··· PAGE TEXT

CHERI hardware prevents memory-safety issues but doesn’t directly fix side-channel leaks. Some research has hardened CHERI against speculative-execution attacks (think Spectre or Meltdown), but those don’t cover all the ways secrets can leak.

Other approaches exist, like adding special “tag bits” to memory to mark which data is sensitive, but those come with heavy performance costs and extra memory usage.

Introducing BLACKOUT

 

Working with experts from Ericsson Research, we have designed BLACKOUT: a hardware-software co-design that extends CHERI to tackle both problems—memory-safety and side-channel leakage—at the same time.

We designed BLACKOUT to build on CHERI’s memory-safety features, which replace all memory references in C and C++ programs with capabilities—secure objects that include information about the memory they can access. This prevents buffer overflows, stops capabilities from being mistaken for regular data, and—together with a CHERI-aware memory allocator—blocks access to freed and reused memory.


How it works:

BLACKOUT adds special blinded capabilities to CHERI. When data is marked secret, the CPU always addresses it using a blinded capability. Inside the CPU, a special blindedness bit is used to track secret data loaded via a blinded capability. Any result of calculation based on secret data is automatically marked as secret too, and the CPU ensures that if secret data it is handling is written to memory, it must happen also via a blinded capability.

Crucially, if an application tries to use secret data in a way that risks leaking it—say, by using it to control program flow or memory addresses—the CPU halts the operation. This cuts off entire classes of side-channel leaks at the root.

In short: if secret data is used incorrectly, the program fails fast instead of silently leaking.

······

> _WRITTEN EXERCISE A_: In the BLACKOUT text, why does the CPU halt an operation when an application uses secret data to control program flow or memory addresses? Answer in one to three sentences.

··· MATERIAL PROVIDED

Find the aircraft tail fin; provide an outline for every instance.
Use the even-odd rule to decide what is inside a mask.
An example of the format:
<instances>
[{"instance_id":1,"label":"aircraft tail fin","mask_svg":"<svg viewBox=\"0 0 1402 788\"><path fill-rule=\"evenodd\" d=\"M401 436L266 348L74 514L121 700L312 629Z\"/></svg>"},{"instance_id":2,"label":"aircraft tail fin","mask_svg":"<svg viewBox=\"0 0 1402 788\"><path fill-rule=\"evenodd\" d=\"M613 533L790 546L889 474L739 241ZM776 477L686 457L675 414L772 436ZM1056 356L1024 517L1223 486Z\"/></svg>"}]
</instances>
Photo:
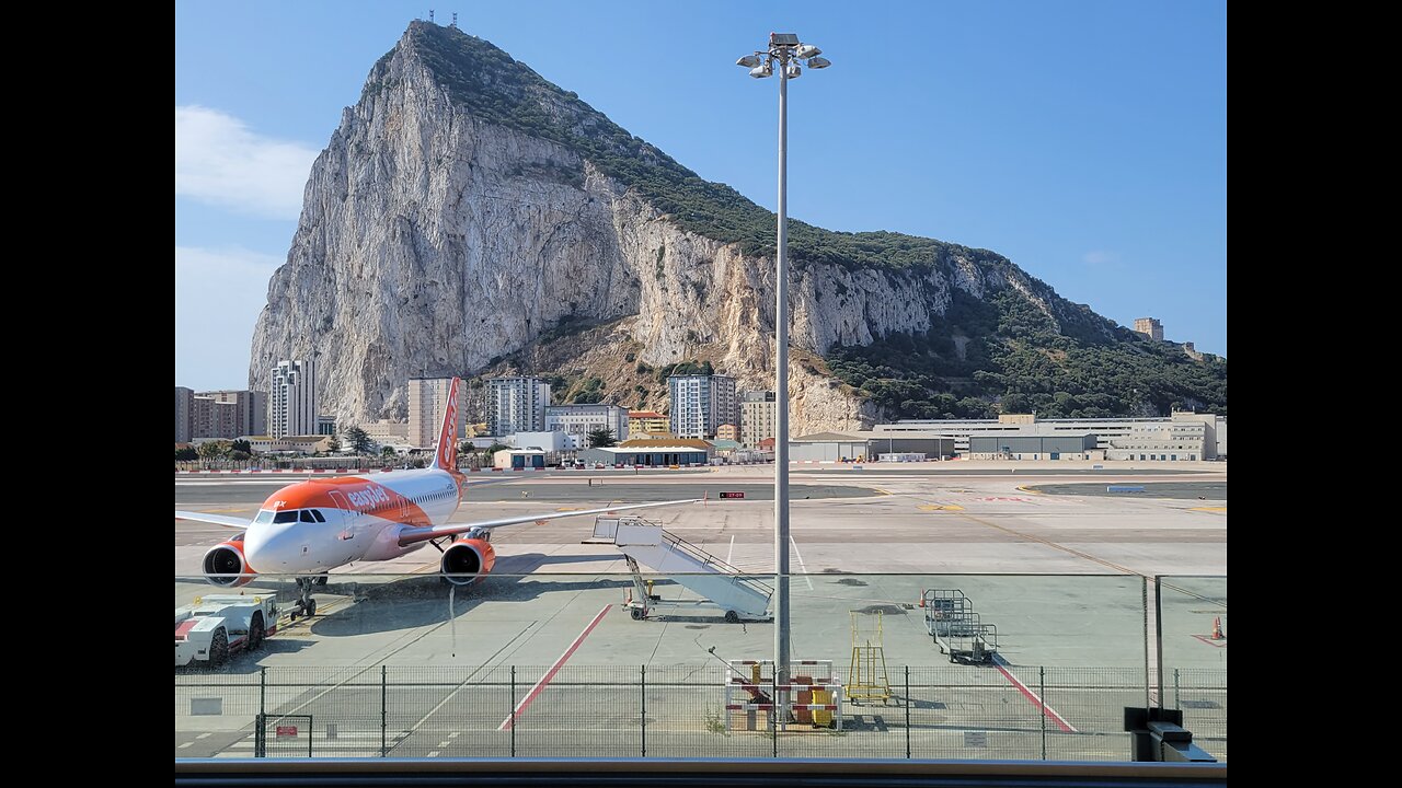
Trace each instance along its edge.
<instances>
[{"instance_id":1,"label":"aircraft tail fin","mask_svg":"<svg viewBox=\"0 0 1402 788\"><path fill-rule=\"evenodd\" d=\"M457 470L457 387L461 383L457 377L447 387L447 404L443 407L443 426L439 428L437 451L433 453L432 468L444 471Z\"/></svg>"}]
</instances>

······

> _WRITTEN EXERCISE B_: Copy the run of records above line for line, without the pictures.

> _RESPONSE A_: Using secret data that way risks leaking it, so the CPU stops the operation. This cuts off entire classes of side-channel leaks at the root, and the program fails fast instead of silently leaking.

> _RESPONSE B_:
Find the aircraft tail fin; provide an outline for every instance.
Use the even-odd rule to decide what is inside a mask.
An example of the format:
<instances>
[{"instance_id":1,"label":"aircraft tail fin","mask_svg":"<svg viewBox=\"0 0 1402 788\"><path fill-rule=\"evenodd\" d=\"M401 436L266 348L74 514L121 700L312 629Z\"/></svg>"},{"instance_id":2,"label":"aircraft tail fin","mask_svg":"<svg viewBox=\"0 0 1402 788\"><path fill-rule=\"evenodd\" d=\"M613 533L790 546L889 474L739 241ZM776 477L686 457L675 414L772 436ZM1056 356L1024 517L1223 486Z\"/></svg>"}]
</instances>
Photo:
Trace each instance along its edge.
<instances>
[{"instance_id":1,"label":"aircraft tail fin","mask_svg":"<svg viewBox=\"0 0 1402 788\"><path fill-rule=\"evenodd\" d=\"M457 470L457 387L461 383L457 377L447 387L447 404L443 407L443 426L439 428L437 451L433 453L432 468L444 471Z\"/></svg>"}]
</instances>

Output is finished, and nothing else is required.